PROBLEM DETAILS: Render each line of the records below as a numbered list, omitting blank lines and leaving out the pictures.

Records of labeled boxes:
"""
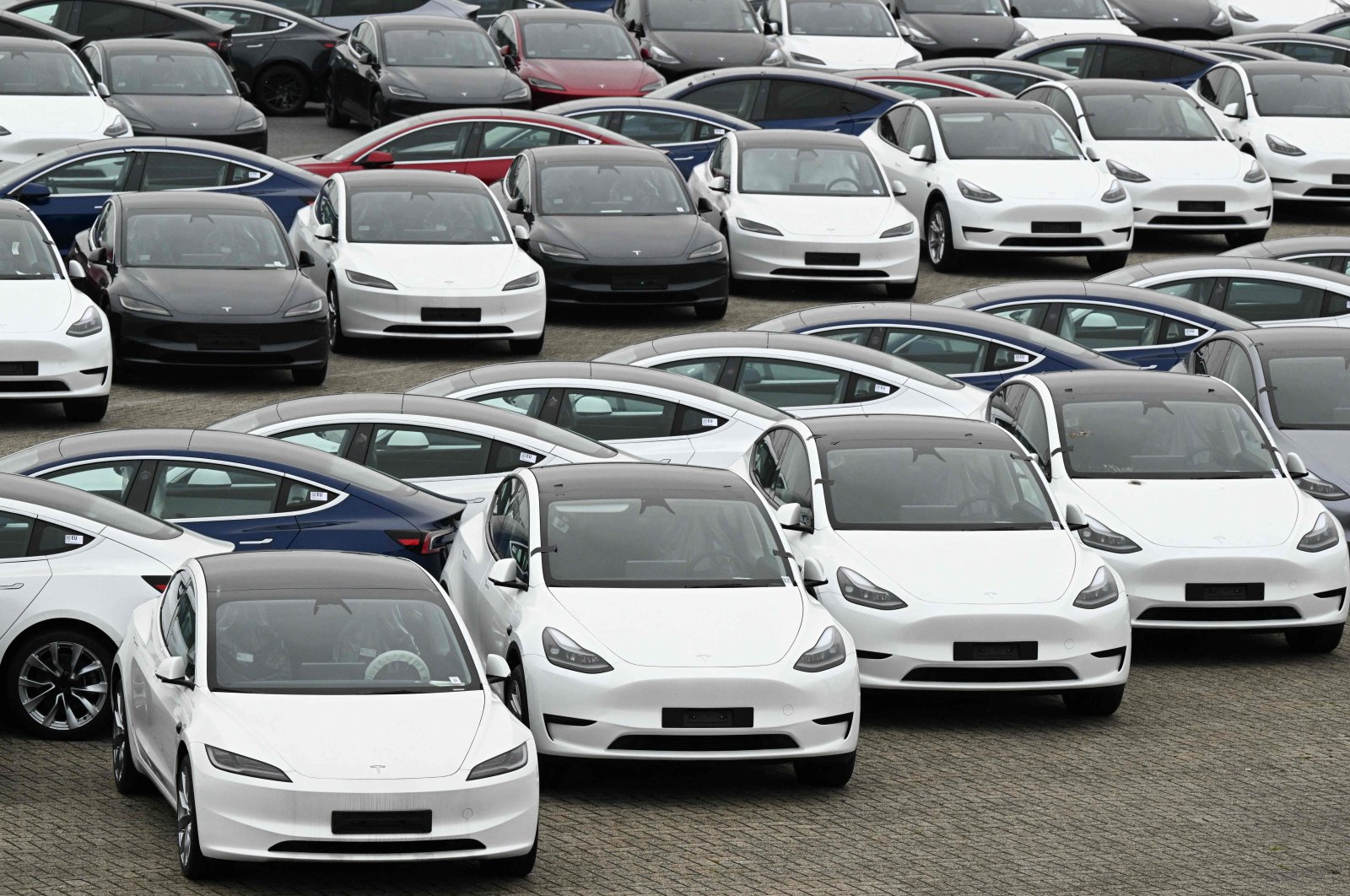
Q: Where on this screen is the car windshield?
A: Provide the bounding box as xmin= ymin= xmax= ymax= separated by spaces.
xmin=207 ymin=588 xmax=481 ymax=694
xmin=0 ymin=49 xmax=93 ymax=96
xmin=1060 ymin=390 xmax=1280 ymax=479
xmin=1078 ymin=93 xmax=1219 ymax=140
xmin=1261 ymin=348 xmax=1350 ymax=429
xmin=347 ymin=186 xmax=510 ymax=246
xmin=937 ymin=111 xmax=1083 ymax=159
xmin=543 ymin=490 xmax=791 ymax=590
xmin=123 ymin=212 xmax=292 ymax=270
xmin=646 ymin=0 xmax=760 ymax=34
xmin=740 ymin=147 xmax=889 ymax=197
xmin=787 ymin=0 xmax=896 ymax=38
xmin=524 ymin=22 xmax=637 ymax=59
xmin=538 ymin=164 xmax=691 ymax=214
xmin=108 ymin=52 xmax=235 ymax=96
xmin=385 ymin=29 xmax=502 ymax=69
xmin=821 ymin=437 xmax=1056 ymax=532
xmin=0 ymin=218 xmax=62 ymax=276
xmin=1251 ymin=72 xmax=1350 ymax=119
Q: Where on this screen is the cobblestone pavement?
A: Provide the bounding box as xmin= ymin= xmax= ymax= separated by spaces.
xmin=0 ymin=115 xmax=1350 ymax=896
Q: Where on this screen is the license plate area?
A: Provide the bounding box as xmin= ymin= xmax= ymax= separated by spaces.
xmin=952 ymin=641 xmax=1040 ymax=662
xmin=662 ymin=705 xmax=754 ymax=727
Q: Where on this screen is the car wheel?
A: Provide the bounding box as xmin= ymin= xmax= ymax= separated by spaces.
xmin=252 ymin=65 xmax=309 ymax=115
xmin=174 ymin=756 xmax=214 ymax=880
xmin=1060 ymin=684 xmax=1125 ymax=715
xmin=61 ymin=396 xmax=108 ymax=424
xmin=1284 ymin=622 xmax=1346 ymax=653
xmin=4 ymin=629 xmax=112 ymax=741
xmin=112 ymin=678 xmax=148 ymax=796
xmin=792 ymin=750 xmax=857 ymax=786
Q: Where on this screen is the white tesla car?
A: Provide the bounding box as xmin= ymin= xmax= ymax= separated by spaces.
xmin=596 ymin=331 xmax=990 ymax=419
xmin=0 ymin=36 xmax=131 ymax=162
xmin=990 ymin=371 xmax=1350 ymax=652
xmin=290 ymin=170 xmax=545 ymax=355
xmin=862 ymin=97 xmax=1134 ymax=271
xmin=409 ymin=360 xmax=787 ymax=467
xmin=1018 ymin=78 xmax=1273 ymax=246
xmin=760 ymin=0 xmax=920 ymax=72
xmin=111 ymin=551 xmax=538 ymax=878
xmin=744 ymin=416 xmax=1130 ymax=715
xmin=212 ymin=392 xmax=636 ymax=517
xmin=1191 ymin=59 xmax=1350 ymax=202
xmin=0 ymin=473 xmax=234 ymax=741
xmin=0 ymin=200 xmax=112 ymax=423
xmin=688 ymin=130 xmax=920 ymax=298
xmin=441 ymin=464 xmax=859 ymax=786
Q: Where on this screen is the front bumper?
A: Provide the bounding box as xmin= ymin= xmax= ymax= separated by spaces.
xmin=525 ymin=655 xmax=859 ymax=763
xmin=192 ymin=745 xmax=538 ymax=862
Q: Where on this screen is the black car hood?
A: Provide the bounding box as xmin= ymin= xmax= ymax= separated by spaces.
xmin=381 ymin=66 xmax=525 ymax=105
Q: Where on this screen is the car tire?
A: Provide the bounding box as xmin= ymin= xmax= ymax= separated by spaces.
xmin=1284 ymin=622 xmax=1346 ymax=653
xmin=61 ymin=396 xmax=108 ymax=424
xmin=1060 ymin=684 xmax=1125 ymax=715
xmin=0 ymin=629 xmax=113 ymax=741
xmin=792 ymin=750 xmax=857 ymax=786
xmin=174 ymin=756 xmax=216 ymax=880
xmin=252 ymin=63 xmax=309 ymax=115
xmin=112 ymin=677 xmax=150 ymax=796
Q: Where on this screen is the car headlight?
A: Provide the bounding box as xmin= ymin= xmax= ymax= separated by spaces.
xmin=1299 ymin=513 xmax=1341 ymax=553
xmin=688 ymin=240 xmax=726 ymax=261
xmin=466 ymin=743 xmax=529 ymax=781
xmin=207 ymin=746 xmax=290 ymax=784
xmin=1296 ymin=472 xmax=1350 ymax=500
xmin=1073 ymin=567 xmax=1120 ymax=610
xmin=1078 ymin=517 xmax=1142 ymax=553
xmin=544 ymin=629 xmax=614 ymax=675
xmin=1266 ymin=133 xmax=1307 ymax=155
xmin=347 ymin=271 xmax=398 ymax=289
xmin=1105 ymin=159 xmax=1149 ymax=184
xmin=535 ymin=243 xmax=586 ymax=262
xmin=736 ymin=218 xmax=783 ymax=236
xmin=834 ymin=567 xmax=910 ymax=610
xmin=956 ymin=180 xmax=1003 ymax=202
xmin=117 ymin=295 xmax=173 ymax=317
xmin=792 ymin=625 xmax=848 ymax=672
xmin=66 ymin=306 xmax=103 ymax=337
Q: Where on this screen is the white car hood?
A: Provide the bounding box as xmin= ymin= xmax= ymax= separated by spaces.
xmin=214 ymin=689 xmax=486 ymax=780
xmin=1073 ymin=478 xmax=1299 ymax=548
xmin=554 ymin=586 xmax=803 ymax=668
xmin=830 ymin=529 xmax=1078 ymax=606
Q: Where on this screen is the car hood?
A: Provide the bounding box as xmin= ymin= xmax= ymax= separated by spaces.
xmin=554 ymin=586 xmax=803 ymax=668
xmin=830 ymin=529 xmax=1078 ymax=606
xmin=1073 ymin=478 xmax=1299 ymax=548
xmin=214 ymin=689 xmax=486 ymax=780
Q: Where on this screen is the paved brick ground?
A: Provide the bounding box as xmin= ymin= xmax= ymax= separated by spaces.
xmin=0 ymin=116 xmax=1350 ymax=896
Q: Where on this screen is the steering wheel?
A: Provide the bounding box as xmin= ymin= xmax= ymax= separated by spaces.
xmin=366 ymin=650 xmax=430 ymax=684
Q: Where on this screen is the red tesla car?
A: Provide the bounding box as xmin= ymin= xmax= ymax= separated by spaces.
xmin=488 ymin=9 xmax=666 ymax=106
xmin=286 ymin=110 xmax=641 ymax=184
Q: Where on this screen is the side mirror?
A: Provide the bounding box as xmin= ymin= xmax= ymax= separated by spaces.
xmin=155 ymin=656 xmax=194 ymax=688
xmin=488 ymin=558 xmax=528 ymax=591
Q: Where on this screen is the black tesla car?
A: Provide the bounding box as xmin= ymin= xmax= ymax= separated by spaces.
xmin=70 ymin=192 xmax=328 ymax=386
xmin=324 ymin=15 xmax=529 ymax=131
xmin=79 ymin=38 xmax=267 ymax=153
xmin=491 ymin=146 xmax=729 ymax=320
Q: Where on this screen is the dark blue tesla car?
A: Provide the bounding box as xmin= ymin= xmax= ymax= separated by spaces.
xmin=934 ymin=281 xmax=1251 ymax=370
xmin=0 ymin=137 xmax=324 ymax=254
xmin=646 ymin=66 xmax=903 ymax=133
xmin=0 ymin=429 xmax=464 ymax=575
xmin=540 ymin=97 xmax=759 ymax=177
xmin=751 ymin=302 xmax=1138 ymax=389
"""
EXERCISE SOLUTION:
1. Q: Where on this screen is the car windshield?
2. A: Provide the bounding box as xmin= ymin= xmax= ymax= separated by spaces.
3. xmin=207 ymin=588 xmax=481 ymax=694
4. xmin=0 ymin=49 xmax=93 ymax=96
5. xmin=1060 ymin=390 xmax=1280 ymax=479
6. xmin=1078 ymin=93 xmax=1219 ymax=140
7. xmin=1261 ymin=348 xmax=1350 ymax=429
8. xmin=347 ymin=186 xmax=510 ymax=246
9. xmin=937 ymin=111 xmax=1083 ymax=159
10. xmin=543 ymin=490 xmax=791 ymax=590
11. xmin=123 ymin=212 xmax=292 ymax=270
12. xmin=646 ymin=0 xmax=760 ymax=34
13. xmin=740 ymin=147 xmax=889 ymax=197
14. xmin=787 ymin=0 xmax=896 ymax=38
15. xmin=524 ymin=22 xmax=637 ymax=59
16. xmin=538 ymin=164 xmax=691 ymax=214
17. xmin=108 ymin=52 xmax=235 ymax=96
18. xmin=385 ymin=29 xmax=502 ymax=69
19. xmin=821 ymin=437 xmax=1056 ymax=532
20. xmin=0 ymin=218 xmax=62 ymax=276
21. xmin=1251 ymin=72 xmax=1350 ymax=119
22. Q: Where on this screen is the cobblestone pavement?
23. A: Provide the bounding box as xmin= ymin= xmax= ymax= separated by spaces.
24. xmin=0 ymin=115 xmax=1350 ymax=896
25. Q: Where on this screen is the license plate area?
26. A: Provide the bounding box as xmin= ymin= xmax= ymax= separated by spaces.
27. xmin=952 ymin=641 xmax=1040 ymax=662
28. xmin=662 ymin=705 xmax=754 ymax=727
29. Q: Where on this screen is the car wheel?
30. A: Provide the bounding box as xmin= ymin= xmax= ymax= separated by spaces.
31. xmin=252 ymin=65 xmax=309 ymax=115
32. xmin=174 ymin=756 xmax=214 ymax=880
33. xmin=1060 ymin=684 xmax=1125 ymax=715
34. xmin=61 ymin=396 xmax=108 ymax=424
35. xmin=1284 ymin=622 xmax=1346 ymax=653
36. xmin=4 ymin=629 xmax=112 ymax=741
37. xmin=112 ymin=678 xmax=148 ymax=796
38. xmin=792 ymin=750 xmax=857 ymax=786
39. Q: Where on this screen is the white tesla car?
40. A: Provide the bounding box as xmin= ymin= xmax= ymax= separated by spaces.
41. xmin=596 ymin=331 xmax=990 ymax=419
42. xmin=0 ymin=36 xmax=131 ymax=162
43. xmin=990 ymin=371 xmax=1350 ymax=652
44. xmin=290 ymin=170 xmax=545 ymax=355
45. xmin=862 ymin=97 xmax=1134 ymax=271
46. xmin=409 ymin=360 xmax=787 ymax=467
47. xmin=1018 ymin=78 xmax=1273 ymax=246
48. xmin=760 ymin=0 xmax=920 ymax=72
49. xmin=111 ymin=551 xmax=538 ymax=878
50. xmin=744 ymin=416 xmax=1130 ymax=715
51. xmin=212 ymin=392 xmax=636 ymax=517
52. xmin=1191 ymin=59 xmax=1350 ymax=202
53. xmin=0 ymin=473 xmax=234 ymax=741
54. xmin=0 ymin=200 xmax=112 ymax=423
55. xmin=688 ymin=130 xmax=920 ymax=298
56. xmin=441 ymin=464 xmax=859 ymax=786
57. Q: Where on this screen is the front bumper?
58. A: Provide the bounding box as xmin= ymin= xmax= ymax= separated by spaces.
59. xmin=525 ymin=655 xmax=859 ymax=763
60. xmin=192 ymin=745 xmax=538 ymax=862
61. Q: Where on this screen is the black car hood?
62. A: Provide the bounding box as xmin= ymin= xmax= ymax= separated by spaces.
63. xmin=381 ymin=66 xmax=525 ymax=105
64. Q: Where on this screen is the car tire?
65. A: Provide the bounding box as xmin= ymin= xmax= ymax= separated by spaces.
66. xmin=1284 ymin=622 xmax=1346 ymax=653
67. xmin=61 ymin=396 xmax=108 ymax=424
68. xmin=1060 ymin=684 xmax=1125 ymax=715
69. xmin=0 ymin=629 xmax=113 ymax=741
70. xmin=792 ymin=750 xmax=857 ymax=786
71. xmin=174 ymin=756 xmax=216 ymax=880
72. xmin=252 ymin=63 xmax=309 ymax=115
73. xmin=112 ymin=677 xmax=150 ymax=796
74. Q: Where on this screen is the car headlight?
75. A: Provide the bounding box as xmin= ymin= xmax= ymax= separated by spaces.
76. xmin=1299 ymin=513 xmax=1341 ymax=553
77. xmin=688 ymin=240 xmax=726 ymax=261
78. xmin=466 ymin=743 xmax=529 ymax=781
79. xmin=207 ymin=746 xmax=290 ymax=784
80. xmin=1296 ymin=472 xmax=1350 ymax=500
81. xmin=1073 ymin=567 xmax=1120 ymax=610
82. xmin=1078 ymin=517 xmax=1142 ymax=553
83. xmin=544 ymin=629 xmax=614 ymax=675
84. xmin=1266 ymin=133 xmax=1307 ymax=155
85. xmin=347 ymin=271 xmax=398 ymax=289
86. xmin=1105 ymin=159 xmax=1149 ymax=184
87. xmin=535 ymin=243 xmax=586 ymax=262
88. xmin=736 ymin=218 xmax=783 ymax=236
89. xmin=834 ymin=567 xmax=910 ymax=610
90. xmin=956 ymin=180 xmax=1003 ymax=202
91. xmin=117 ymin=295 xmax=173 ymax=317
92. xmin=792 ymin=625 xmax=848 ymax=672
93. xmin=66 ymin=306 xmax=103 ymax=337
94. Q: Where on this screen is the white car hood?
95. A: Provide the bounding box as xmin= ymin= xmax= ymax= separated by spaces.
96. xmin=214 ymin=689 xmax=486 ymax=780
97. xmin=1073 ymin=478 xmax=1299 ymax=548
98. xmin=554 ymin=586 xmax=803 ymax=668
99. xmin=830 ymin=529 xmax=1078 ymax=606
100. Q: Where on this screen is the car hood?
101. A: Provide the bounding box as xmin= ymin= xmax= ymax= separated by spaces.
102. xmin=554 ymin=586 xmax=803 ymax=668
103. xmin=830 ymin=529 xmax=1078 ymax=606
104. xmin=1073 ymin=478 xmax=1299 ymax=548
105. xmin=214 ymin=689 xmax=486 ymax=780
106. Q: Where on this screen is the paved brick ground?
107. A: Provide the bounding box as xmin= ymin= xmax= ymax= separated by spaces.
108. xmin=0 ymin=116 xmax=1350 ymax=896
109. Q: Where on this screen is the steering wheel?
110. A: Provide the bounding box as xmin= ymin= xmax= ymax= separated by spaces.
111. xmin=366 ymin=650 xmax=430 ymax=684
112. Q: Where on this screen is the red tesla car?
113. A: Provide the bounding box as xmin= ymin= xmax= ymax= separated by spaces.
114. xmin=488 ymin=9 xmax=666 ymax=106
115. xmin=286 ymin=110 xmax=641 ymax=184
116. Q: Where on this screen is the side mirror?
117. A: Provide the bounding box as xmin= ymin= xmax= ymax= separated by spaces.
118. xmin=155 ymin=656 xmax=194 ymax=688
119. xmin=488 ymin=558 xmax=528 ymax=591
120. Q: Where on this screen is the black tesla car?
121. A: Provide the bounding box as xmin= ymin= xmax= ymax= separated by spaces.
122. xmin=70 ymin=192 xmax=328 ymax=386
123. xmin=324 ymin=15 xmax=529 ymax=131
124. xmin=79 ymin=38 xmax=267 ymax=153
125. xmin=491 ymin=146 xmax=729 ymax=320
126. Q: Where on this screen is the dark blue tesla car?
127. A: Provide the bounding box as xmin= ymin= xmax= ymax= separated by spaces.
128. xmin=934 ymin=281 xmax=1251 ymax=370
129. xmin=0 ymin=137 xmax=324 ymax=254
130. xmin=646 ymin=66 xmax=903 ymax=133
131. xmin=0 ymin=429 xmax=464 ymax=575
132. xmin=540 ymin=97 xmax=759 ymax=177
133. xmin=751 ymin=302 xmax=1138 ymax=389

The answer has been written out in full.